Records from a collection
◇ ◇ ◇ ◇ ◇ ◇ ◇

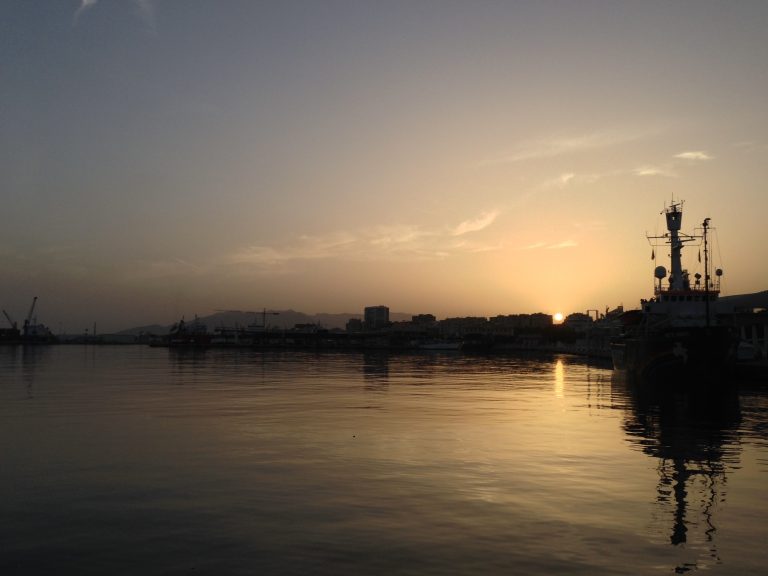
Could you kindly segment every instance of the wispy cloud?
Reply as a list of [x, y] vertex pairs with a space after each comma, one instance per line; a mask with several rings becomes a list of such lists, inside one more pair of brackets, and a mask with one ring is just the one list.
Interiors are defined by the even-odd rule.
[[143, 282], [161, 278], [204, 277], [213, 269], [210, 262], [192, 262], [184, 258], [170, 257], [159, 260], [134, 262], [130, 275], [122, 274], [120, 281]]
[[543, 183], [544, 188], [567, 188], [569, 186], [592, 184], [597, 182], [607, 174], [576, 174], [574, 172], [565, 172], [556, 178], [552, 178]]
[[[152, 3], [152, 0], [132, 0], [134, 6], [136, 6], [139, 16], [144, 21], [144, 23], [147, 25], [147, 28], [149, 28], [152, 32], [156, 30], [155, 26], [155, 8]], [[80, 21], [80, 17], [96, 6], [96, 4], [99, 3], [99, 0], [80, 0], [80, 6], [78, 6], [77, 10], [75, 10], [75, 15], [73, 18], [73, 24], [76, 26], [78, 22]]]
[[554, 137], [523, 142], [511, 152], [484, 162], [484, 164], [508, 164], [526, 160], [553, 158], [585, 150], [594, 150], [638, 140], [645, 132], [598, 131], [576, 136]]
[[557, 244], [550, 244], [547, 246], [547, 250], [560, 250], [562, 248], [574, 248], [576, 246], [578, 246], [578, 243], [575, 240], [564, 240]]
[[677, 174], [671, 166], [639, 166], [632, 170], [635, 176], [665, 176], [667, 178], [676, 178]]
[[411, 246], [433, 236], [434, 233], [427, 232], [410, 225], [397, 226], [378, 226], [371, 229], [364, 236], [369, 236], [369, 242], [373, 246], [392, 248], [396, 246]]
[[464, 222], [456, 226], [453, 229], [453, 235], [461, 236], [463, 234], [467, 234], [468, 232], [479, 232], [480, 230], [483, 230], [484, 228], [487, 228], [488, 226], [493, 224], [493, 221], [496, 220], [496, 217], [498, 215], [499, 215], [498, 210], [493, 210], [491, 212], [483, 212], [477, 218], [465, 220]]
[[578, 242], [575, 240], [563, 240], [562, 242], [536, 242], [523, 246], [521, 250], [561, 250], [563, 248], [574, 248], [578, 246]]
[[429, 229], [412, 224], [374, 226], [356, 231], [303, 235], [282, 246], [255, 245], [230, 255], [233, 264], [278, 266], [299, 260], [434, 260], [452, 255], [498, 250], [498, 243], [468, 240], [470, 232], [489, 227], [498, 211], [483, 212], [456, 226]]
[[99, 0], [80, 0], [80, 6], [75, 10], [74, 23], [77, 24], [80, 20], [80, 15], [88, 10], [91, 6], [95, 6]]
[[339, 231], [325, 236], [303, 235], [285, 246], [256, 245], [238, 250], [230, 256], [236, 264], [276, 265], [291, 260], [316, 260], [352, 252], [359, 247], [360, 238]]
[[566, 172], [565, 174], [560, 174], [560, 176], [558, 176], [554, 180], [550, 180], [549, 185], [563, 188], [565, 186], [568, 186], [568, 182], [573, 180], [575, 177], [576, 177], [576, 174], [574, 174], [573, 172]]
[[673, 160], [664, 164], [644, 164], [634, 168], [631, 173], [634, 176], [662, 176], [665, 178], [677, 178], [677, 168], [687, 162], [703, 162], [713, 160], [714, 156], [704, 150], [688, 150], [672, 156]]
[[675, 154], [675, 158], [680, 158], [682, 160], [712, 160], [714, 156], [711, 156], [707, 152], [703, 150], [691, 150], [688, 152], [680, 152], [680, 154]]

◇ ◇ ◇ ◇ ◇ ◇ ◇

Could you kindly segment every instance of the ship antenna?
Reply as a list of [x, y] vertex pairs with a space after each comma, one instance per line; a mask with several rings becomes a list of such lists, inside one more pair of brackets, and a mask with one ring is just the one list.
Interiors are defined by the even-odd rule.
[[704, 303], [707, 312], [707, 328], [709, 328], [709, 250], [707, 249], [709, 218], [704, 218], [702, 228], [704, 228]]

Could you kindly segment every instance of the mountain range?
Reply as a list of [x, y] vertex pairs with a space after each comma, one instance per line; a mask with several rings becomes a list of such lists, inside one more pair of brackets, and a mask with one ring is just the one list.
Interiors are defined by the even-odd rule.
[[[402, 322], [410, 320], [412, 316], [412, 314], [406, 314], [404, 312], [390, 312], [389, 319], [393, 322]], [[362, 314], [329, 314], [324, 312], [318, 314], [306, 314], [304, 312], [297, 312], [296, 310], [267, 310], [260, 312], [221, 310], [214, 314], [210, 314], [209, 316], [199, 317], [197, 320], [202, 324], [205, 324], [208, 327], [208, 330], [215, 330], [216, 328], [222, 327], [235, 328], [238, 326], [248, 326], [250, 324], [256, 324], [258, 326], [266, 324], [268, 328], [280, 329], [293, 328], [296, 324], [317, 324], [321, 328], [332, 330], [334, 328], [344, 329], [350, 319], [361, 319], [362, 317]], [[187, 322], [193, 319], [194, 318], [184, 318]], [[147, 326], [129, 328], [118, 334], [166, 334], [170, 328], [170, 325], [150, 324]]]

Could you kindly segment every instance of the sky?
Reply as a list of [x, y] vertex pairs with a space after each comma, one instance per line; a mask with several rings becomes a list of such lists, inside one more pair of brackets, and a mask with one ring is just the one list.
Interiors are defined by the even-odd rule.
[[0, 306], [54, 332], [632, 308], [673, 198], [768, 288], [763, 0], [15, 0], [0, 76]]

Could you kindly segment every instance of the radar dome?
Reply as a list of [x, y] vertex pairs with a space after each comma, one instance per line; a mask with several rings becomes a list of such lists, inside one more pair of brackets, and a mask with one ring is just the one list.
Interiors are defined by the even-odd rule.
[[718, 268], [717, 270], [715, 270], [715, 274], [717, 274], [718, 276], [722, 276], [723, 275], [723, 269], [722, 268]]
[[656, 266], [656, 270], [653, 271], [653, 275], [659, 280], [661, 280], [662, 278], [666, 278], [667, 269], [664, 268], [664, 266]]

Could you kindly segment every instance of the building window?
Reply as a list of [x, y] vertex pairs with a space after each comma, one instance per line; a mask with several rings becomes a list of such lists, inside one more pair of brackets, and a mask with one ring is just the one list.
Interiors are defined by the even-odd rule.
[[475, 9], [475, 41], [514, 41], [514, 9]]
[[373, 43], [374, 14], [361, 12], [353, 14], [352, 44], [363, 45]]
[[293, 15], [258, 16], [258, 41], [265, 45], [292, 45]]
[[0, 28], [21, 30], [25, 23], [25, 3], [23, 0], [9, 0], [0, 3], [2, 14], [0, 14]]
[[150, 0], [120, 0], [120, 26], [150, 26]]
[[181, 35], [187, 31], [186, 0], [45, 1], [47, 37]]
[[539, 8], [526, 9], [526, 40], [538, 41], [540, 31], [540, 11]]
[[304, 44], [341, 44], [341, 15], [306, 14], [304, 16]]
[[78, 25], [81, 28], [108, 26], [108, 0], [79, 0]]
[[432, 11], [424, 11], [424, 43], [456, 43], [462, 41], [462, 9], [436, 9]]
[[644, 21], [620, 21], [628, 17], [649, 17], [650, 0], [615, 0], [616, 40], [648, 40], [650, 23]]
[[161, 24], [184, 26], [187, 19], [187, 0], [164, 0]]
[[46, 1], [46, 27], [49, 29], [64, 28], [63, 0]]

◇ ◇ ◇ ◇ ◇ ◇ ◇

**ACTION ITEM**
Look through the data above and return exactly the lines from the one that contains "Could you kindly segment every instance of the ship" to the one that contains "Could you kindly segment every instance of the radar", inclusive, with nothing else.

**TASK ANSWER**
Could you kindly segment every instance of the ship antenna?
Reply as a list of [x, y] vertex pairs with a space after each comma, one instance per line; a mask with several rings becomes a list of such lists, inside one more pair of brackets, and a mask with one ring is just the one list.
Interiors are defined by the even-odd rule.
[[704, 303], [707, 312], [707, 328], [709, 328], [709, 250], [707, 249], [709, 218], [704, 218], [702, 228], [704, 228]]

Could you kindly segment every instance of the mountain range?
Reply as a list of [x, y] vertex pairs with a space after each comma, one instance per line; a mask with several rings becomes a list of such lists, inside one more pair of brackets, and a mask with one ring is just the one list.
Interiors are defined by the even-odd rule.
[[[402, 322], [410, 320], [412, 316], [412, 314], [406, 314], [404, 312], [390, 312], [389, 319], [393, 322]], [[362, 314], [329, 314], [324, 312], [318, 314], [306, 314], [304, 312], [297, 312], [296, 310], [267, 310], [260, 312], [221, 310], [214, 314], [210, 314], [209, 316], [199, 317], [197, 320], [202, 324], [205, 324], [208, 327], [208, 330], [215, 330], [216, 328], [222, 327], [235, 328], [238, 326], [248, 326], [250, 324], [256, 324], [258, 326], [266, 324], [268, 328], [280, 329], [293, 328], [296, 324], [317, 324], [321, 328], [332, 330], [334, 328], [344, 329], [350, 319], [361, 319], [362, 317]], [[187, 322], [193, 319], [194, 318], [184, 318]], [[147, 326], [129, 328], [118, 334], [166, 334], [170, 328], [170, 325], [150, 324]]]

Could you kindly segment every instance of the sky?
Reply as a list of [x, y] vertex pairs with a space after each comma, one instance per line; a mask with several rings becomes a list of such lists, inside one more pair of brackets, and a mask with one ring is just the one list.
Interiors are defined by the even-odd rule.
[[0, 306], [54, 332], [632, 308], [673, 198], [768, 288], [763, 0], [15, 0], [0, 76]]

Could you kindly segment every instance of the radar dome?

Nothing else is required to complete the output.